*Aim*:
Convert the records, from the line containing "Find every instance of the white desk" through the end of the records, both included, into a Markdown table with the columns Index and Content, leaving out blank lines.
[START OF Information supplied]
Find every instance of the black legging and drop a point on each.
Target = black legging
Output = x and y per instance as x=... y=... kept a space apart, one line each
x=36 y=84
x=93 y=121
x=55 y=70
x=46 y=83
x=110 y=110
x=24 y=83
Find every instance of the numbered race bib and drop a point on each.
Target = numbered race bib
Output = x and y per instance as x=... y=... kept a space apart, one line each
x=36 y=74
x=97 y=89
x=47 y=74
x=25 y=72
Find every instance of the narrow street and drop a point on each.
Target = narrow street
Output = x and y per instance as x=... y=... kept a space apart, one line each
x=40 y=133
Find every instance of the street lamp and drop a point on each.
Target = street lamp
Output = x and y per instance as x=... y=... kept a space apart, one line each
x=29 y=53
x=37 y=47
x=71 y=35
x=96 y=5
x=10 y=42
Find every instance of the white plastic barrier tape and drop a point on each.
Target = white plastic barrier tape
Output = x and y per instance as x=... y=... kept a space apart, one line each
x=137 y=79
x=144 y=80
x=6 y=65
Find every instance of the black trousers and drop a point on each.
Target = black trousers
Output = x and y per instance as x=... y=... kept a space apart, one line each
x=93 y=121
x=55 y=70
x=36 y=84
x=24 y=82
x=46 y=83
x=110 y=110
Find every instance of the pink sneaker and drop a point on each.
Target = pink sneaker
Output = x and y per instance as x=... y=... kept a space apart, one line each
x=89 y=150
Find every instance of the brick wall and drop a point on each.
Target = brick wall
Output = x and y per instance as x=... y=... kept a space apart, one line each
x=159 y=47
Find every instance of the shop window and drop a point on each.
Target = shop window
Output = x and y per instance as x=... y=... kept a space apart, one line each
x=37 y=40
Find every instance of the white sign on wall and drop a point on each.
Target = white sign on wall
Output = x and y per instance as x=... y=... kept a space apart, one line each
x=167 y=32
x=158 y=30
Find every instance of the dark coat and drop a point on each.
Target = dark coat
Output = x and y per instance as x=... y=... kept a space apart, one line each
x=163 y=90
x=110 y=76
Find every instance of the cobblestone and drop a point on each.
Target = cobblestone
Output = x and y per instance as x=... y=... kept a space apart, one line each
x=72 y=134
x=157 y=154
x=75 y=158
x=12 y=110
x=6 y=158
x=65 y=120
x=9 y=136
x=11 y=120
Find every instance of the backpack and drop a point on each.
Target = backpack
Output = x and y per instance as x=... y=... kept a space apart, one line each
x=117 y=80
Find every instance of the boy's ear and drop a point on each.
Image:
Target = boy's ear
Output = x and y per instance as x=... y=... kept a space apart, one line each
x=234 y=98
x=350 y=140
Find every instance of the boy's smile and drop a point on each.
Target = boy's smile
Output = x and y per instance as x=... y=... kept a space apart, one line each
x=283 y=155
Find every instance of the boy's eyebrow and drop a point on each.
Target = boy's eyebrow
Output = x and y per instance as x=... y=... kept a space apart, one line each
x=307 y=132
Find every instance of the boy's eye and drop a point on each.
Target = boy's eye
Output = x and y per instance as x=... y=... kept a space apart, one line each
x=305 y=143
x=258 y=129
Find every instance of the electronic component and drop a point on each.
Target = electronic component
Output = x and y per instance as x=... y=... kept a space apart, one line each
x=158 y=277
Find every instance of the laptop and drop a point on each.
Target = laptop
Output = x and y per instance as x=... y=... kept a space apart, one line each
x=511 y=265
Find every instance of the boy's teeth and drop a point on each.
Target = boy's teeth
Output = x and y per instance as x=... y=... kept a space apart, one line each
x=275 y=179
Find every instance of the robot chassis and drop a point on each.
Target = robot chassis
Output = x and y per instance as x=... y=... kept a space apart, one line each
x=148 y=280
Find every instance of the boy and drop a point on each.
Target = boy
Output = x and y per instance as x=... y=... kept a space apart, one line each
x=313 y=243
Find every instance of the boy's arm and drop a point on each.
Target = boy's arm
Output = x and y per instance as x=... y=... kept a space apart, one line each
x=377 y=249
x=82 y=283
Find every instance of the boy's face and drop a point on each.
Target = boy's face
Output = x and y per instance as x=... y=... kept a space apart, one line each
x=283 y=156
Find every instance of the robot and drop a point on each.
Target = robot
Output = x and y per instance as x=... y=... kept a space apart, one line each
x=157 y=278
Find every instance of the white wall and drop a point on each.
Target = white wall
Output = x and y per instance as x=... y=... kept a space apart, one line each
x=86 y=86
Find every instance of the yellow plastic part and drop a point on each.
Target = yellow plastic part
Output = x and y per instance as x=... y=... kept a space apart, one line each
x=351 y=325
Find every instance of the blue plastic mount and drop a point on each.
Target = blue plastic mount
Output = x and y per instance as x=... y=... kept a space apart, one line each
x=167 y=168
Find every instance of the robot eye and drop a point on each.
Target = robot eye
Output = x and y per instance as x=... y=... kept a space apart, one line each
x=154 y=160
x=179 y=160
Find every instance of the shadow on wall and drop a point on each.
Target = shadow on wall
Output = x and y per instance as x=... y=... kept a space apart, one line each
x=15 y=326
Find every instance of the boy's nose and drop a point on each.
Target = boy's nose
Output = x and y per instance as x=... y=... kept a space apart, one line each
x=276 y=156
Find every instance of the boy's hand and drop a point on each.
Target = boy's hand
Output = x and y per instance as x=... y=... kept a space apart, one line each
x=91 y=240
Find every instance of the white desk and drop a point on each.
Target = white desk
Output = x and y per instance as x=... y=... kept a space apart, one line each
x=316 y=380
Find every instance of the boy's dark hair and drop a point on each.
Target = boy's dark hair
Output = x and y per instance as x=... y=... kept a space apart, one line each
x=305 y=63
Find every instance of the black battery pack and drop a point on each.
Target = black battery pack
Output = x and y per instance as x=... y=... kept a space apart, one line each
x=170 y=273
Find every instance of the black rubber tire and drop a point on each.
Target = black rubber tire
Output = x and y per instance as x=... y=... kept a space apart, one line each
[END OF Information supplied]
*Response to the task*:
| Index | Content |
|---|---|
| 1 | Find every instance of the white desk and drop a point on each. |
| 2 | Target = white desk |
| 3 | Output = x and y per instance as x=... y=... kept a space apart, one line each |
| 4 | x=316 y=380 |
| 5 | Find every instance of the boy's dark hair and drop a point on each. |
| 6 | Target = boy's dark hair |
| 7 | Output = x and y per instance as x=... y=... kept a space apart, one line each |
| 8 | x=305 y=63 |
| 9 | Find every instance of the black battery pack and drop a point on each. |
| 10 | Target = black battery pack |
| 11 | Output = x and y per instance as x=... y=... kept a space apart, one line each |
| 12 | x=170 y=273 |
| 13 | Find every instance of the black rubber tire and drop a point on each. |
| 14 | Target = black rubber tire |
| 15 | Output = x and y per instance as x=... y=... kept a space apart, one line each |